How many of the lines below contain the string "grass"? Reply with the number alone.

===== Stored data =====

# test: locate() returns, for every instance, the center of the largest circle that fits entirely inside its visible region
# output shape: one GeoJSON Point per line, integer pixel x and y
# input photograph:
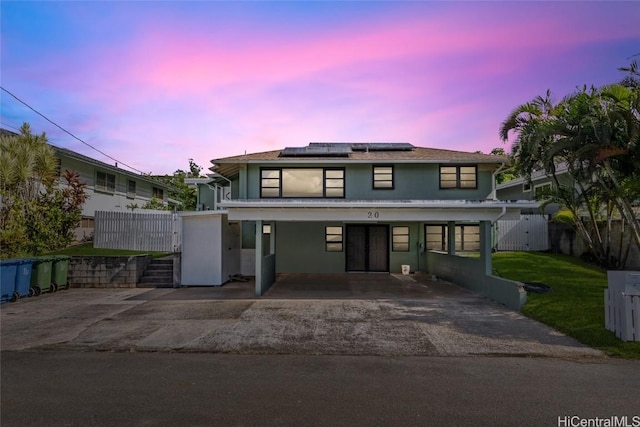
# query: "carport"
{"type": "Point", "coordinates": [286, 229]}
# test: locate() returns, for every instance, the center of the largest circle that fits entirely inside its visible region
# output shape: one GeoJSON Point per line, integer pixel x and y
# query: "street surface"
{"type": "Point", "coordinates": [60, 388]}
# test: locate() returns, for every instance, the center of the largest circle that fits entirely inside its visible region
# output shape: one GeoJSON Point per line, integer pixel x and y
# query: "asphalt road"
{"type": "Point", "coordinates": [60, 388]}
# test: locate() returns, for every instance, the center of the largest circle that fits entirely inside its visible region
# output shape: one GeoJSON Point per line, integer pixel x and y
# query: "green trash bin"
{"type": "Point", "coordinates": [60, 272]}
{"type": "Point", "coordinates": [41, 274]}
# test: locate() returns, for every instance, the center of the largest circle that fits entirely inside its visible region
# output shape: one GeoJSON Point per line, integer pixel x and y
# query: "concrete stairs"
{"type": "Point", "coordinates": [159, 274]}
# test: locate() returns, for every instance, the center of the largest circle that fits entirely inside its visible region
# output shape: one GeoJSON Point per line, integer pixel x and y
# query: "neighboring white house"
{"type": "Point", "coordinates": [109, 188]}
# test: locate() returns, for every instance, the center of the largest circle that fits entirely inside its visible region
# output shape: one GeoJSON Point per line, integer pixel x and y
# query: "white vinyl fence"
{"type": "Point", "coordinates": [622, 304]}
{"type": "Point", "coordinates": [529, 233]}
{"type": "Point", "coordinates": [161, 231]}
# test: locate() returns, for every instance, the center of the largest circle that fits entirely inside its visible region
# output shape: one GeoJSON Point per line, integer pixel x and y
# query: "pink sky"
{"type": "Point", "coordinates": [154, 84]}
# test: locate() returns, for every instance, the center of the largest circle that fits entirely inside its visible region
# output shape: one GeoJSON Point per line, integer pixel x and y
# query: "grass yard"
{"type": "Point", "coordinates": [87, 249]}
{"type": "Point", "coordinates": [576, 305]}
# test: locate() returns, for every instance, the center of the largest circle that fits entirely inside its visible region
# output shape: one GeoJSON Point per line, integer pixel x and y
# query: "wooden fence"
{"type": "Point", "coordinates": [529, 233]}
{"type": "Point", "coordinates": [160, 232]}
{"type": "Point", "coordinates": [622, 304]}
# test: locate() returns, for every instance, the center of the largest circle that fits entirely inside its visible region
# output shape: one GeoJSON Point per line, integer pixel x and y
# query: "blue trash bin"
{"type": "Point", "coordinates": [23, 278]}
{"type": "Point", "coordinates": [8, 271]}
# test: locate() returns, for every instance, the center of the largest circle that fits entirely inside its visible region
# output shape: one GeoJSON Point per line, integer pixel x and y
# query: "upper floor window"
{"type": "Point", "coordinates": [105, 182]}
{"type": "Point", "coordinates": [158, 193]}
{"type": "Point", "coordinates": [131, 189]}
{"type": "Point", "coordinates": [302, 183]}
{"type": "Point", "coordinates": [400, 239]}
{"type": "Point", "coordinates": [458, 177]}
{"type": "Point", "coordinates": [383, 177]}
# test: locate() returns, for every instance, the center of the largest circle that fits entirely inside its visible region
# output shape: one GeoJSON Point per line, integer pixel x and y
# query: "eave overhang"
{"type": "Point", "coordinates": [375, 210]}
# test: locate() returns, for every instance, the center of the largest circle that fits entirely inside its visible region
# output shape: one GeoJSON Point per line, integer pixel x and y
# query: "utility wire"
{"type": "Point", "coordinates": [72, 135]}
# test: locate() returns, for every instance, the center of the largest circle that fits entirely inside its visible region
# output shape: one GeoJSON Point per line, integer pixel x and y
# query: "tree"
{"type": "Point", "coordinates": [36, 216]}
{"type": "Point", "coordinates": [594, 134]}
{"type": "Point", "coordinates": [507, 171]}
{"type": "Point", "coordinates": [180, 191]}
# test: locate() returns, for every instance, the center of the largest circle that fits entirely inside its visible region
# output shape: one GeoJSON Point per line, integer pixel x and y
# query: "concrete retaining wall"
{"type": "Point", "coordinates": [468, 272]}
{"type": "Point", "coordinates": [107, 271]}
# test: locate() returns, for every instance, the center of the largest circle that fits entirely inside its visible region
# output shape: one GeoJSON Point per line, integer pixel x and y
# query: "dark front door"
{"type": "Point", "coordinates": [367, 247]}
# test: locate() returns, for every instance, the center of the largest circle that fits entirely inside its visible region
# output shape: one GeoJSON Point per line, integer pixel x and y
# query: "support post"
{"type": "Point", "coordinates": [451, 241]}
{"type": "Point", "coordinates": [485, 247]}
{"type": "Point", "coordinates": [259, 258]}
{"type": "Point", "coordinates": [272, 239]}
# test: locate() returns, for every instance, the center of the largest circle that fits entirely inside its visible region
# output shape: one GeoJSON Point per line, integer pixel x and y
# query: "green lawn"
{"type": "Point", "coordinates": [88, 249]}
{"type": "Point", "coordinates": [576, 305]}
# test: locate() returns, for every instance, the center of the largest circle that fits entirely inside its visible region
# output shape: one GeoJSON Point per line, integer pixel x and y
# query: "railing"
{"type": "Point", "coordinates": [159, 232]}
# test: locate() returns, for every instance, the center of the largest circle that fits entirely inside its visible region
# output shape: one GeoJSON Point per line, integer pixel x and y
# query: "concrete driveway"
{"type": "Point", "coordinates": [346, 315]}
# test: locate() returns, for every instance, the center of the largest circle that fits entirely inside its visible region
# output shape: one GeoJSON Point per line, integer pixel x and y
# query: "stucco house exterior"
{"type": "Point", "coordinates": [355, 207]}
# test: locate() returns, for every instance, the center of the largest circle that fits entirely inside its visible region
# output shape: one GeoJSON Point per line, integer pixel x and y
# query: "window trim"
{"type": "Point", "coordinates": [444, 234]}
{"type": "Point", "coordinates": [153, 191]}
{"type": "Point", "coordinates": [374, 181]}
{"type": "Point", "coordinates": [394, 234]}
{"type": "Point", "coordinates": [542, 186]}
{"type": "Point", "coordinates": [327, 242]}
{"type": "Point", "coordinates": [132, 194]}
{"type": "Point", "coordinates": [324, 182]}
{"type": "Point", "coordinates": [458, 180]}
{"type": "Point", "coordinates": [105, 188]}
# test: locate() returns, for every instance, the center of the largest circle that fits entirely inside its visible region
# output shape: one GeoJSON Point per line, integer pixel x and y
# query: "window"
{"type": "Point", "coordinates": [158, 193]}
{"type": "Point", "coordinates": [105, 182]}
{"type": "Point", "coordinates": [383, 177]}
{"type": "Point", "coordinates": [87, 222]}
{"type": "Point", "coordinates": [467, 237]}
{"type": "Point", "coordinates": [458, 177]}
{"type": "Point", "coordinates": [333, 239]}
{"type": "Point", "coordinates": [131, 189]}
{"type": "Point", "coordinates": [400, 239]}
{"type": "Point", "coordinates": [302, 183]}
{"type": "Point", "coordinates": [542, 191]}
{"type": "Point", "coordinates": [270, 183]}
{"type": "Point", "coordinates": [334, 183]}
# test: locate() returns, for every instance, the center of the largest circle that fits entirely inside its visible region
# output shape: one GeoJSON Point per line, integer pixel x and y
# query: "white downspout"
{"type": "Point", "coordinates": [494, 195]}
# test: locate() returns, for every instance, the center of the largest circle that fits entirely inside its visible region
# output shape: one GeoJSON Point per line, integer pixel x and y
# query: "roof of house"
{"type": "Point", "coordinates": [535, 177]}
{"type": "Point", "coordinates": [355, 153]}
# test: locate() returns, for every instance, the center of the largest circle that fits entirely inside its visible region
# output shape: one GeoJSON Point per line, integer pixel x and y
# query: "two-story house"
{"type": "Point", "coordinates": [361, 207]}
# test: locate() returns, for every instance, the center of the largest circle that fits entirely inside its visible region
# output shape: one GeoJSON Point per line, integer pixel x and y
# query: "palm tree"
{"type": "Point", "coordinates": [595, 134]}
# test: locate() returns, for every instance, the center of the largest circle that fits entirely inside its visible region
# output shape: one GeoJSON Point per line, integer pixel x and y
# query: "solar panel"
{"type": "Point", "coordinates": [342, 149]}
{"type": "Point", "coordinates": [382, 146]}
{"type": "Point", "coordinates": [316, 151]}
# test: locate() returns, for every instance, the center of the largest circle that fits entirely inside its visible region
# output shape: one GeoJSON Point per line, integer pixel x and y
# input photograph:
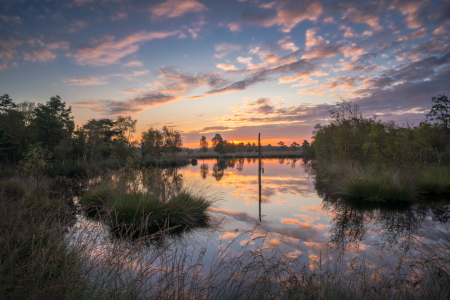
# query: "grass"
{"type": "Point", "coordinates": [381, 183]}
{"type": "Point", "coordinates": [151, 203]}
{"type": "Point", "coordinates": [264, 154]}
{"type": "Point", "coordinates": [146, 212]}
{"type": "Point", "coordinates": [41, 260]}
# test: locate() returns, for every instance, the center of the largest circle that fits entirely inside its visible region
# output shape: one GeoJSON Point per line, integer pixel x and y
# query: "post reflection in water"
{"type": "Point", "coordinates": [304, 219]}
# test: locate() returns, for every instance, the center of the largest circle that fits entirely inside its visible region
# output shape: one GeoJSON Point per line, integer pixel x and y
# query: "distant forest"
{"type": "Point", "coordinates": [349, 136]}
{"type": "Point", "coordinates": [358, 138]}
{"type": "Point", "coordinates": [26, 126]}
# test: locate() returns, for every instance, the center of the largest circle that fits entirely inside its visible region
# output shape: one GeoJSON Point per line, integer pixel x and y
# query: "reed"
{"type": "Point", "coordinates": [383, 183]}
{"type": "Point", "coordinates": [149, 204]}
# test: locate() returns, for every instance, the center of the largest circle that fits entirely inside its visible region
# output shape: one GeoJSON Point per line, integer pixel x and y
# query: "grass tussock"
{"type": "Point", "coordinates": [146, 200]}
{"type": "Point", "coordinates": [40, 260]}
{"type": "Point", "coordinates": [381, 183]}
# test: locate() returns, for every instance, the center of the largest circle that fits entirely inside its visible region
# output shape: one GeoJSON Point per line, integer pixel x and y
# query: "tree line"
{"type": "Point", "coordinates": [222, 146]}
{"type": "Point", "coordinates": [355, 137]}
{"type": "Point", "coordinates": [51, 126]}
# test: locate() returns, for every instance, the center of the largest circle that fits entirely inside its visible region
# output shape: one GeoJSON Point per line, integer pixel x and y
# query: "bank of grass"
{"type": "Point", "coordinates": [40, 260]}
{"type": "Point", "coordinates": [264, 154]}
{"type": "Point", "coordinates": [146, 200]}
{"type": "Point", "coordinates": [383, 183]}
{"type": "Point", "coordinates": [35, 261]}
{"type": "Point", "coordinates": [146, 211]}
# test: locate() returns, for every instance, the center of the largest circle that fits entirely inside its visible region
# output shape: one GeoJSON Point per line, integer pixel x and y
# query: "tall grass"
{"type": "Point", "coordinates": [40, 260]}
{"type": "Point", "coordinates": [143, 199]}
{"type": "Point", "coordinates": [383, 183]}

=====

• Exercise answer
5